• WHAT THE TASK ASKS
Please write out everything from the line containing "Would you be able to pin the camera" down to the end of the entries. Shift every x and y coordinate in the answers up by 90, and leave all other lines as they are.

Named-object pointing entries
══════════════════════════════
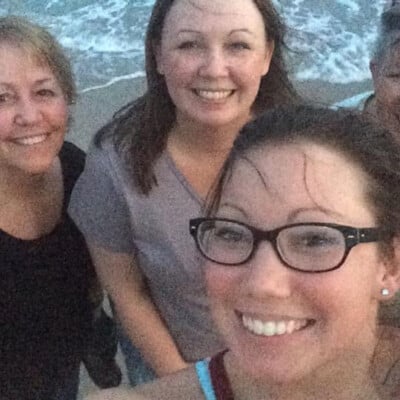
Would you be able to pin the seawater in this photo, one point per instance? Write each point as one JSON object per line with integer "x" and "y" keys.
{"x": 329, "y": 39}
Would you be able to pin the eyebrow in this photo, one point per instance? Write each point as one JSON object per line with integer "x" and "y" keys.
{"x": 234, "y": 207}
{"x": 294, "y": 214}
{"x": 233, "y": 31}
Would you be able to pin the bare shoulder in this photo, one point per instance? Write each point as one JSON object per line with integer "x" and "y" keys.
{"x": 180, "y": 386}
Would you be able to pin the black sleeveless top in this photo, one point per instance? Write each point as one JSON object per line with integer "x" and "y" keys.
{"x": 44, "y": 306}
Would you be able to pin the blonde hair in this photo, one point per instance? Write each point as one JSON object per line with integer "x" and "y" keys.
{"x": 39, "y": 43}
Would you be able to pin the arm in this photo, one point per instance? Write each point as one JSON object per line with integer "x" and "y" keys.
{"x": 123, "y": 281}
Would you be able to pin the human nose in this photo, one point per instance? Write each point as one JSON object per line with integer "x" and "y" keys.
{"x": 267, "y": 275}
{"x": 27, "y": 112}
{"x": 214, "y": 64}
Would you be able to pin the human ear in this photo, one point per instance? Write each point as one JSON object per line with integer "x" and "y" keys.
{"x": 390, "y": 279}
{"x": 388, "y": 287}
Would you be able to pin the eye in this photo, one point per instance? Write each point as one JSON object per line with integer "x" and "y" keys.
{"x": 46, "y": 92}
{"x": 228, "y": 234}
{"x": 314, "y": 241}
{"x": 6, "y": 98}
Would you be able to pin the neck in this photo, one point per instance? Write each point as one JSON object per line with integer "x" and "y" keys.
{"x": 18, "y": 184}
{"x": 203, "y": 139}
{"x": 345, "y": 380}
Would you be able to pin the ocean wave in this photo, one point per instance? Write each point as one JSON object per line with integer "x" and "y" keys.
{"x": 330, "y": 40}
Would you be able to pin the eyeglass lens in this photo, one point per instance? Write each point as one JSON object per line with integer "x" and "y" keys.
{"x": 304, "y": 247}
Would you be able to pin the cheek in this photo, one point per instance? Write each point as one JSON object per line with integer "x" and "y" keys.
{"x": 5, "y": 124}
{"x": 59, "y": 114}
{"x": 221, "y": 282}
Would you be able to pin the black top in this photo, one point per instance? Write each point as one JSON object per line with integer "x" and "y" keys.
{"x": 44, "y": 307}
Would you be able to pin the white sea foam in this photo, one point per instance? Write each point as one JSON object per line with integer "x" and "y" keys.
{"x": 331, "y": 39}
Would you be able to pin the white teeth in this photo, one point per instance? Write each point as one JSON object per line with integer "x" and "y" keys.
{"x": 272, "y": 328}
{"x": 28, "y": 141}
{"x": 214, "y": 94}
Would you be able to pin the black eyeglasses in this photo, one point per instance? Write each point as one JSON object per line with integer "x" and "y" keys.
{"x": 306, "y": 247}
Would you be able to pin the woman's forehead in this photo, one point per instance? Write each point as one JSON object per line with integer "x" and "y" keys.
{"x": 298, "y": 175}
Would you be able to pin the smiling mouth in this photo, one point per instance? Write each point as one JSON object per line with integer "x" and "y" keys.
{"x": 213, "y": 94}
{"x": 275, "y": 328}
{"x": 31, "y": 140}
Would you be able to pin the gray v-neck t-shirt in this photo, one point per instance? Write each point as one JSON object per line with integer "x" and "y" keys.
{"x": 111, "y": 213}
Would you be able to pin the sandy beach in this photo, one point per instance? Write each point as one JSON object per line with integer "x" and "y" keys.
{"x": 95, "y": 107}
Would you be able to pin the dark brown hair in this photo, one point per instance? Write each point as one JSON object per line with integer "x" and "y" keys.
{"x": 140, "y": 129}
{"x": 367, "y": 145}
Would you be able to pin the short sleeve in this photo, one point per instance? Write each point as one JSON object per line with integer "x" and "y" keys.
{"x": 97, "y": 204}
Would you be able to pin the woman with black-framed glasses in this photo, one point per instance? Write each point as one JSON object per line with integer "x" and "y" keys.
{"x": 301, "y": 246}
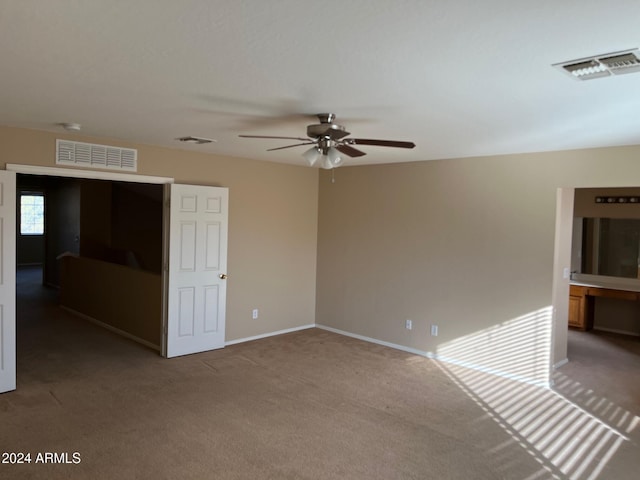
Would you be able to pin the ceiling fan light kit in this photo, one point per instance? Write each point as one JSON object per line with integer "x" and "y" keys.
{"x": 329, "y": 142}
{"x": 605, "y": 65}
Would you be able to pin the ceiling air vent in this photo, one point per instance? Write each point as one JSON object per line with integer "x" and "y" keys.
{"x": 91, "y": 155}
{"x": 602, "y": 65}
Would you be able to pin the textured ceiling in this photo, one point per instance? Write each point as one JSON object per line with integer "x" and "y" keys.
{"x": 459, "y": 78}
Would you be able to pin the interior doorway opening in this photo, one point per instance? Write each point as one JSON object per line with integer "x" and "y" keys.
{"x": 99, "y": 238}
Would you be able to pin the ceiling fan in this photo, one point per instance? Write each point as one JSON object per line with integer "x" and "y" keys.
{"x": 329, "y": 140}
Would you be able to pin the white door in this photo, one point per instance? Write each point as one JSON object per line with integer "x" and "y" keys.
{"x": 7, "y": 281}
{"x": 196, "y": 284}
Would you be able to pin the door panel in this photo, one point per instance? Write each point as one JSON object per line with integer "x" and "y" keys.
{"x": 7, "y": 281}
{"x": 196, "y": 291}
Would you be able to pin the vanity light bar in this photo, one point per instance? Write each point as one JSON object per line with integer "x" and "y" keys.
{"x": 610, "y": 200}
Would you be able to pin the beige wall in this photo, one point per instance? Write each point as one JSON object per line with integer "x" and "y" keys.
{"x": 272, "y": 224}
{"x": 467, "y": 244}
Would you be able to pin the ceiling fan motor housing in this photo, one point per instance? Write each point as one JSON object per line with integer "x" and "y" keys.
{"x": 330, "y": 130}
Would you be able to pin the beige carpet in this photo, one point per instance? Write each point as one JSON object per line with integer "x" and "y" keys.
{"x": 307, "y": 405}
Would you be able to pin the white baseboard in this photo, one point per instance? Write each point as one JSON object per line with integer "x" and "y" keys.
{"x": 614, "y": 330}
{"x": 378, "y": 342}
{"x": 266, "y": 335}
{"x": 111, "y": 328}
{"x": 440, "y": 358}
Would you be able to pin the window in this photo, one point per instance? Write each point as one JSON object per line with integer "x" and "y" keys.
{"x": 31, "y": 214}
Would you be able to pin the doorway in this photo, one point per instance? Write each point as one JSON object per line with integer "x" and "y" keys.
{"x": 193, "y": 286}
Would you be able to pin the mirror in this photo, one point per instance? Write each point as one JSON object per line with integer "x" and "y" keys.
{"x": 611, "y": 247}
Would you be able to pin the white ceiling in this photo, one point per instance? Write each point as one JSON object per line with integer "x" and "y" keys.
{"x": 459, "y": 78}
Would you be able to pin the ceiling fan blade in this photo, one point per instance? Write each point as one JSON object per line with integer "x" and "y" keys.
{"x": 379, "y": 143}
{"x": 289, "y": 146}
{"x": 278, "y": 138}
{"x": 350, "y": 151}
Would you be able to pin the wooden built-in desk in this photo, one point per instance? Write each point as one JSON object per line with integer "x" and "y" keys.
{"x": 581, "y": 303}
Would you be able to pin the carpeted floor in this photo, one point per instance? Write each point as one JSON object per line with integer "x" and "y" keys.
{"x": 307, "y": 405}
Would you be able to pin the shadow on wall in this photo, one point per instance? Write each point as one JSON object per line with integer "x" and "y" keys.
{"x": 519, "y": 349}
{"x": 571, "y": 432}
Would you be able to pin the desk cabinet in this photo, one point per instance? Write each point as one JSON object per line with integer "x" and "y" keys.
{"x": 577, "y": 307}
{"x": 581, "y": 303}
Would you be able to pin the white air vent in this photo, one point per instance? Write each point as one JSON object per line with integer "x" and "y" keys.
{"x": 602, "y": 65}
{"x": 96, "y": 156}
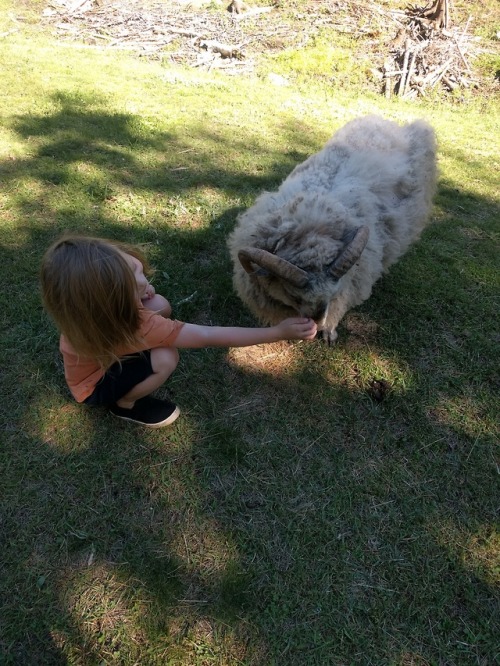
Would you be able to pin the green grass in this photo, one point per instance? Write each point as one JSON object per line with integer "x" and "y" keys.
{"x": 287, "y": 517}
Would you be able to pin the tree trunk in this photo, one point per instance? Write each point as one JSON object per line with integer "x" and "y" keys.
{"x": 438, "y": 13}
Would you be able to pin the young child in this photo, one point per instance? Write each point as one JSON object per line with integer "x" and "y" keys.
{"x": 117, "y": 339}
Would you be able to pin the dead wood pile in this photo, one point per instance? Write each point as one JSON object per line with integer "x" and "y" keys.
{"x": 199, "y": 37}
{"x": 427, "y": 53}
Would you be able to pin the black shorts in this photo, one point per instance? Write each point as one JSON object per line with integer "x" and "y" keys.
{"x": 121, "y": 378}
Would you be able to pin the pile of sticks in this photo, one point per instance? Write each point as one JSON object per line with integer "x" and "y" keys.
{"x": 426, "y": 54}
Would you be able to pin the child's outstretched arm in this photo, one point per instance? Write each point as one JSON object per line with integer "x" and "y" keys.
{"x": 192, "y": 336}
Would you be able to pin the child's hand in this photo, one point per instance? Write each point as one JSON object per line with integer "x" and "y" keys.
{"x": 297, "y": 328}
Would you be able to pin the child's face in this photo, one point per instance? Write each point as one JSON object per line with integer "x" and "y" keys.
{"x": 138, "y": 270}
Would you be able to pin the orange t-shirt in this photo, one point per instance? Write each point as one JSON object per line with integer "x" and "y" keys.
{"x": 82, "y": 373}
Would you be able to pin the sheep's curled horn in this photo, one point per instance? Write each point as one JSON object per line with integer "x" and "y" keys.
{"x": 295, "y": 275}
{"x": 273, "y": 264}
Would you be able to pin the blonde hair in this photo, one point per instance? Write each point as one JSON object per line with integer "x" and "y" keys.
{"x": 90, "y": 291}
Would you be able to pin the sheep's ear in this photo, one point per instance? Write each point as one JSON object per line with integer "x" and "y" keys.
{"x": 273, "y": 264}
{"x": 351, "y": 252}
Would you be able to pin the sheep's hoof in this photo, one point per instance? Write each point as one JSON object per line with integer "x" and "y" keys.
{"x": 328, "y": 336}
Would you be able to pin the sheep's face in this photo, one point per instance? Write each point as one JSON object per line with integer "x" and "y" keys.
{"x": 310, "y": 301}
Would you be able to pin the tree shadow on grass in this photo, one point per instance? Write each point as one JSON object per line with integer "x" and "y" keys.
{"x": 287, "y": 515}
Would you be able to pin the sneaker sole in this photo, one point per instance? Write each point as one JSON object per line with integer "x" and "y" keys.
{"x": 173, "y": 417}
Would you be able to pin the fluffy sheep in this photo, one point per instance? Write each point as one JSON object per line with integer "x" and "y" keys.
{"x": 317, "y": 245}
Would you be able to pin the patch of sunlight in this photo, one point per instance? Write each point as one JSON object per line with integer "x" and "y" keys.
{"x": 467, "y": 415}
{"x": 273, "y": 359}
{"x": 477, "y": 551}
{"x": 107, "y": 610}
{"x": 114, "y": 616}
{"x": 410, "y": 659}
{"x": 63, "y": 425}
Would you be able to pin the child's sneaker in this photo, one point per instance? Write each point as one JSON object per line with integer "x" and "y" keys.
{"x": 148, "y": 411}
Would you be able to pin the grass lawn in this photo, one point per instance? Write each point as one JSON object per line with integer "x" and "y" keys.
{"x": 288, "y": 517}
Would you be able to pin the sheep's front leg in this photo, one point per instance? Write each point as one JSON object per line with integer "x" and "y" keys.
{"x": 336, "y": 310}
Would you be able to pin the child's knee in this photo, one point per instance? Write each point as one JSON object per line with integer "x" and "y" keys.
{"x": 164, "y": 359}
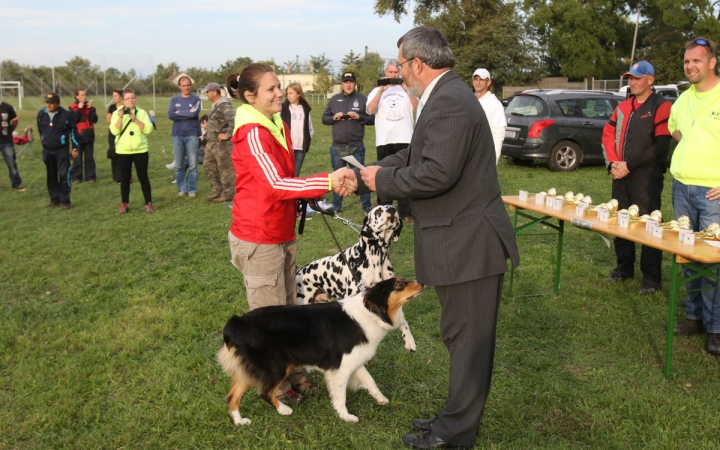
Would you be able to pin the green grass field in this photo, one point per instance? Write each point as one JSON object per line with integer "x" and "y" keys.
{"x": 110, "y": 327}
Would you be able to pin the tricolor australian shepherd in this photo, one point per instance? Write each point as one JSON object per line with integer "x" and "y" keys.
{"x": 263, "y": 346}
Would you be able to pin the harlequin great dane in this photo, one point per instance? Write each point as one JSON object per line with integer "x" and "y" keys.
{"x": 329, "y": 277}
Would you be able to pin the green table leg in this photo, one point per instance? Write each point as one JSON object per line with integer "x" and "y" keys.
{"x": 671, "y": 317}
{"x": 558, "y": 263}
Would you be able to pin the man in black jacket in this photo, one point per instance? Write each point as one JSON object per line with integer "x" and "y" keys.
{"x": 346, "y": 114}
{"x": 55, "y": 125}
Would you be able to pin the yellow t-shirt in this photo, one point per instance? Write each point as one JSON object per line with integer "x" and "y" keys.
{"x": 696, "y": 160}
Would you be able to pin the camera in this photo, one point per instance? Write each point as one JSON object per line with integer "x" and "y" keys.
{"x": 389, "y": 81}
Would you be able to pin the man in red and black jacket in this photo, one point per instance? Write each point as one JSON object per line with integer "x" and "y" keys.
══════════════════════════════
• ANSWER IN FULL
Would you be able to pin the camera in this photo, one point per instance? Write each point as one JSON object per line with integer "x" and "y" keys.
{"x": 479, "y": 171}
Would you be able to pin the man in red and black jacket in this photo, one point per instance? Write each point as one JSON object per line with integer "x" and "y" keys.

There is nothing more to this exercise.